Set task:
Please write out the stretch of the ride journal entry below from "To be fair, changeable" through "for your buck!", updated so that "30 miles" becomes "25 miles".

Selected extract:

Ride Journal – Entry 2 – Wet and Windy… Again!

It seems that in recent weeks the only weather being thrown at South Leicestershire is plenty of wind and copious amounts of rain. Nevertheless, I can only cope with so many consecuetive days grinding away on the turbo, so it was time to get out there and in amongst the sodden local country lanes. And since this was my only ride in the week not on the turbo trainer, it has become my latest entry to my Ride Journal. See Entry 1 here

Hit that Sweet Spot

To be fair, changeable would be a more accurate description than biblical on this particular day so I thought I’d squeeze in 30 miles of Sweet Spot Training while there was a break in the clouds. I always consider Sweet Spot as one of my favourite forms of training, as riding at just below threshold for a prolonged period is hard but it doesn’t completely decimate you, like say intervals for example. It’s also great when you have limited training time as it helps to build your aerobic base while increasing your abilities at higher intensity too. Basically you get a lot of bang for your buck!

On into Warwickshire

I donned my cycling kit, removed my Giant TCR from the turbo and set off south towards Warwickshire. Although the rain was intermittent the wind was consistently blowing hard and I decided that heading out through the local Warwickshire villages would mean I would have a huge tailwind coming home. This tactic however promised a difficult ride out, fighting a block headwind and by Christ it was strong. Still, I always find it an advantage to struggle into the wind first so you can reap the rewards of a nice tail wind back.

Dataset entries
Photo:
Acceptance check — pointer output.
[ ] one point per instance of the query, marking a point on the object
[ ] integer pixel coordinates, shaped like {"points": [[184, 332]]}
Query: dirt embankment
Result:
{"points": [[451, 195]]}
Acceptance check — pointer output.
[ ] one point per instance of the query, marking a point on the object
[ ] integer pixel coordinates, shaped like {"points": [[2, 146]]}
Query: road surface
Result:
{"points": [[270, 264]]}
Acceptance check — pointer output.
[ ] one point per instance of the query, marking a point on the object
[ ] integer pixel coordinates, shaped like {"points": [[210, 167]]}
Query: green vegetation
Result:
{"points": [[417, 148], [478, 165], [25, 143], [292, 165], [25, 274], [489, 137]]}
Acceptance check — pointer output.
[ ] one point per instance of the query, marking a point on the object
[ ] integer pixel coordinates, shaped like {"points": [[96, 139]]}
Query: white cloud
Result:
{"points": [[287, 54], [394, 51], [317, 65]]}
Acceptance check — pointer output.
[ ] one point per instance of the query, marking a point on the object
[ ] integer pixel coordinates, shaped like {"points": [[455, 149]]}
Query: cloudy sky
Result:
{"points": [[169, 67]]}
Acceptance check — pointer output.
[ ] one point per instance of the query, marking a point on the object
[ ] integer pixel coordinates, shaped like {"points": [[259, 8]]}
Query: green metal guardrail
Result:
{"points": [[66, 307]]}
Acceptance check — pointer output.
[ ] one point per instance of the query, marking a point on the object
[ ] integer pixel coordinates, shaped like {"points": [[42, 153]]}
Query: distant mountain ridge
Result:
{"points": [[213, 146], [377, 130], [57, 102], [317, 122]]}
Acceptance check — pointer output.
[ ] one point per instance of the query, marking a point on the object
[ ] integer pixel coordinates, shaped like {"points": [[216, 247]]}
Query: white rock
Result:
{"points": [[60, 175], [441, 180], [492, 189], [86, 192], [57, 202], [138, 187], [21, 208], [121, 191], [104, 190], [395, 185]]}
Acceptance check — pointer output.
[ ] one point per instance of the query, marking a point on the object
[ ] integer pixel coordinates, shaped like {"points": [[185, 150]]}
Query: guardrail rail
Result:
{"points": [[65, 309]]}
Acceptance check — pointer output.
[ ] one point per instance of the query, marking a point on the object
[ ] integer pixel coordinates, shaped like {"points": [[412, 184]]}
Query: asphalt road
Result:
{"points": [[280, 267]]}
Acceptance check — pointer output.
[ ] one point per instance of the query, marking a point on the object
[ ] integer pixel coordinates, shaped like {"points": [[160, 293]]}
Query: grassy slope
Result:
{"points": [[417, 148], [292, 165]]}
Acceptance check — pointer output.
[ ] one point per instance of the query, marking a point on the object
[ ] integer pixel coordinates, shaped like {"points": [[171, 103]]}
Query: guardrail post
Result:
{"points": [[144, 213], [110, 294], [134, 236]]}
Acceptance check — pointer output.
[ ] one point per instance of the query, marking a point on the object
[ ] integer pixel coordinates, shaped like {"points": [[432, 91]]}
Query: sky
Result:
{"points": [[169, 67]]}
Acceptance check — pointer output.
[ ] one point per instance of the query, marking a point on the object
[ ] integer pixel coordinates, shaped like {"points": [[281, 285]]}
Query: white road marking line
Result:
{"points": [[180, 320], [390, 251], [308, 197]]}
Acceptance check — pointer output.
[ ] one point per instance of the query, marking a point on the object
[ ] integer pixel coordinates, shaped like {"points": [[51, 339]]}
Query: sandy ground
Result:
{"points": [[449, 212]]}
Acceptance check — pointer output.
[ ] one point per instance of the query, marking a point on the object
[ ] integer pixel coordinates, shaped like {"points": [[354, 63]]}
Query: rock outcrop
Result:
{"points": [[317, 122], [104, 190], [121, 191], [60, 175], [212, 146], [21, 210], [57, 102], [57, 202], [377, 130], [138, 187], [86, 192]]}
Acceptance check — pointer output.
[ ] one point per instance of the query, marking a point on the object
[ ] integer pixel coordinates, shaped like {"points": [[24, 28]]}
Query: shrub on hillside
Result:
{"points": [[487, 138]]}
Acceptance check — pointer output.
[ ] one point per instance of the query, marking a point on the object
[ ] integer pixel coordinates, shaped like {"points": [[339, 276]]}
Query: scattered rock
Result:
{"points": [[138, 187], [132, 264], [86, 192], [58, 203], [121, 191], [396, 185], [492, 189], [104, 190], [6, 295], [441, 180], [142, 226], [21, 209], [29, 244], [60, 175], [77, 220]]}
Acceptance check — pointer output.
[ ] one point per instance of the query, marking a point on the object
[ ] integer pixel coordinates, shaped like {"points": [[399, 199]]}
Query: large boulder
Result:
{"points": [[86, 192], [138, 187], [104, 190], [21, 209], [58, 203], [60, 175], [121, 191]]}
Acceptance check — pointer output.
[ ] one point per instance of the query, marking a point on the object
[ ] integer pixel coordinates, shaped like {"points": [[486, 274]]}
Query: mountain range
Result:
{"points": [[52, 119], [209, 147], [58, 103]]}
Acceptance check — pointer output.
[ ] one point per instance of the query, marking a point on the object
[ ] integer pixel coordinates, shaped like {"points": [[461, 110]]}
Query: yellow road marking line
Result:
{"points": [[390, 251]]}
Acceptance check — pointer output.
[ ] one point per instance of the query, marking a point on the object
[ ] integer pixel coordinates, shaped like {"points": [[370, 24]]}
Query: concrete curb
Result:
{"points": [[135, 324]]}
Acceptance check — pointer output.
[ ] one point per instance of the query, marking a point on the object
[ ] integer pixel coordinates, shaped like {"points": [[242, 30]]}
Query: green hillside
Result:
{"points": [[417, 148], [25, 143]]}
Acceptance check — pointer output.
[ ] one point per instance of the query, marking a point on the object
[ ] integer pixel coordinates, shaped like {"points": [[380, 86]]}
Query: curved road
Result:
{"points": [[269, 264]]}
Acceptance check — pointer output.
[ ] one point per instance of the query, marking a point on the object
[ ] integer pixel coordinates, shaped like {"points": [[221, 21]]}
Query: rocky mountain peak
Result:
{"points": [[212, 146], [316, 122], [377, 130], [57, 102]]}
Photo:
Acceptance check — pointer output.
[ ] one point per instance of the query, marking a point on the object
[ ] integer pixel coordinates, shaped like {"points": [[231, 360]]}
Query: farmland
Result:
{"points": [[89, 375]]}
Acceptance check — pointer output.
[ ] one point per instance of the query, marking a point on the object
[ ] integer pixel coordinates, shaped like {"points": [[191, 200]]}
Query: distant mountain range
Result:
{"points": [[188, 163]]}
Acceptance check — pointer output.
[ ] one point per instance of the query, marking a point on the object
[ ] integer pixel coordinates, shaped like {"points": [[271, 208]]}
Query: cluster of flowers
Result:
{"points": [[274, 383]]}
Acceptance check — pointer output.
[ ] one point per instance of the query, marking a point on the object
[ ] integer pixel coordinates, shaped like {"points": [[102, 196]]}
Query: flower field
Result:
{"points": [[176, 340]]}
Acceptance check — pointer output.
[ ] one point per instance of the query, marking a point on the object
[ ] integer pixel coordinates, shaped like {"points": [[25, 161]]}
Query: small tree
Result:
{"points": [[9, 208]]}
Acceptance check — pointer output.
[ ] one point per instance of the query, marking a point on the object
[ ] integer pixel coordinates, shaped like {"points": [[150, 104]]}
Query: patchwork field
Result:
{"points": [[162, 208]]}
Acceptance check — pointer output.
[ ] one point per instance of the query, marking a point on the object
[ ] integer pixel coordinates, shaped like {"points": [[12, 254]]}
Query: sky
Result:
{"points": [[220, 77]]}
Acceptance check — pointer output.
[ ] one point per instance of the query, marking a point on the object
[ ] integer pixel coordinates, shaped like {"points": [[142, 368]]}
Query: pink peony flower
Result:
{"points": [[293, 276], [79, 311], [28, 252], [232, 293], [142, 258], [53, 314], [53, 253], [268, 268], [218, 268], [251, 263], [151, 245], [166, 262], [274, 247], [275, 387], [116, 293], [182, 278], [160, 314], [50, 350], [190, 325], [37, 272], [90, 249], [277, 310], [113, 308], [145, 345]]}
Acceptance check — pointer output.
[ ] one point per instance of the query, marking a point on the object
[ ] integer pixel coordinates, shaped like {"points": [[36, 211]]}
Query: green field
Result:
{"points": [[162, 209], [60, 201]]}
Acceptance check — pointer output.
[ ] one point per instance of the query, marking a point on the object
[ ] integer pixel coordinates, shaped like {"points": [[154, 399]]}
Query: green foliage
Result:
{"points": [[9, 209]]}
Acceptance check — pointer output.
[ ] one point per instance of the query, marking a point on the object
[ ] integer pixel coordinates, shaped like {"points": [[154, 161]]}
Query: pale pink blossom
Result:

Task answer:
To be fair, changeable would be a more accurate description than biblical on this particular day so I thought I’d squeeze in 25 miles of Sweet Spot Training while there was a break in the clouds. I always consider Sweet Spot as one of my favourite forms of training, as riding at just below threshold for a prolonged period is hard but it doesn’t completely decimate you, like say intervals for example. It’s also great when you have limited training time as it helps to build your aerobic base while increasing your abilities at higher intensity too. Basically you get a lot of bang for your buck!